What the task requires
Return every one of the lines below verbatim, without changing anything.
* * *
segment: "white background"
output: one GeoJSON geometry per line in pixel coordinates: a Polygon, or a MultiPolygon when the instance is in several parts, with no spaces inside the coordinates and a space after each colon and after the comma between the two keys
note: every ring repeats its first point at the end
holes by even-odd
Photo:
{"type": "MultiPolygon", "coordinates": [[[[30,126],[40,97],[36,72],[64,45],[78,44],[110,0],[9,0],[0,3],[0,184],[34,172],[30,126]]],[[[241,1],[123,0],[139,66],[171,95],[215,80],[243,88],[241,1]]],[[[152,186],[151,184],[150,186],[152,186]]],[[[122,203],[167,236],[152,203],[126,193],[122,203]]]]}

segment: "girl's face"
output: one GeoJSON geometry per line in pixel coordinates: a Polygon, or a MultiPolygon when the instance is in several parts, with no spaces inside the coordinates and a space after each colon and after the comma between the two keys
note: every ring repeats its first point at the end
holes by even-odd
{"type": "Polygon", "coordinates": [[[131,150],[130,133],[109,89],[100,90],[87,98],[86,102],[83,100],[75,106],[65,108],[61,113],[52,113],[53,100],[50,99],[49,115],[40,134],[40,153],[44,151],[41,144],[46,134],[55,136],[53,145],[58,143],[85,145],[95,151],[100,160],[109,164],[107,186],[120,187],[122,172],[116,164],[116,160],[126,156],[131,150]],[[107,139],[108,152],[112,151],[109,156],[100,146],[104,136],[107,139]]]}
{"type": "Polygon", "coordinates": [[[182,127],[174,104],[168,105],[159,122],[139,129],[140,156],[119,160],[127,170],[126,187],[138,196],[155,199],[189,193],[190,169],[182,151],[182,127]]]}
* * *
Task solution
segment: "white background"
output: one GeoJSON geometry per line in pixel coordinates: a Polygon, or a MultiPolygon when the instance is in several parts, with no spaces inside the coordinates and a space after each colon and after the comma between the two keys
note: every ring repeats its first point at the end
holes by even-odd
Photo:
{"type": "MultiPolygon", "coordinates": [[[[30,126],[40,97],[36,72],[64,45],[78,44],[110,0],[9,0],[0,3],[0,184],[34,172],[30,126]]],[[[241,1],[123,0],[139,66],[171,95],[215,80],[243,88],[241,1]]],[[[152,186],[151,184],[150,186],[152,186]]],[[[122,203],[167,236],[152,203],[126,193],[122,203]]]]}

segment: "girl's face"
output: one GeoJSON geometry per line in pixel coordinates: a Polygon, or a MultiPolygon when the instance is in several parts, with no spaces inside the coordinates and a space after each colon and after the comma between the two keys
note: every ring repeats its first point at the end
holes by even-odd
{"type": "Polygon", "coordinates": [[[131,150],[130,133],[109,89],[100,90],[87,98],[86,102],[83,100],[75,106],[65,108],[61,113],[52,113],[53,100],[50,99],[49,115],[40,134],[40,153],[44,151],[41,144],[46,134],[55,136],[53,145],[58,143],[85,145],[95,151],[100,160],[109,164],[107,186],[120,187],[122,172],[116,164],[116,160],[126,156],[131,150]],[[107,139],[108,152],[112,151],[109,156],[100,146],[104,136],[107,139]]]}
{"type": "Polygon", "coordinates": [[[182,127],[174,104],[168,105],[159,122],[139,129],[140,156],[119,160],[127,170],[126,187],[138,196],[155,199],[189,193],[190,169],[182,151],[182,127]]]}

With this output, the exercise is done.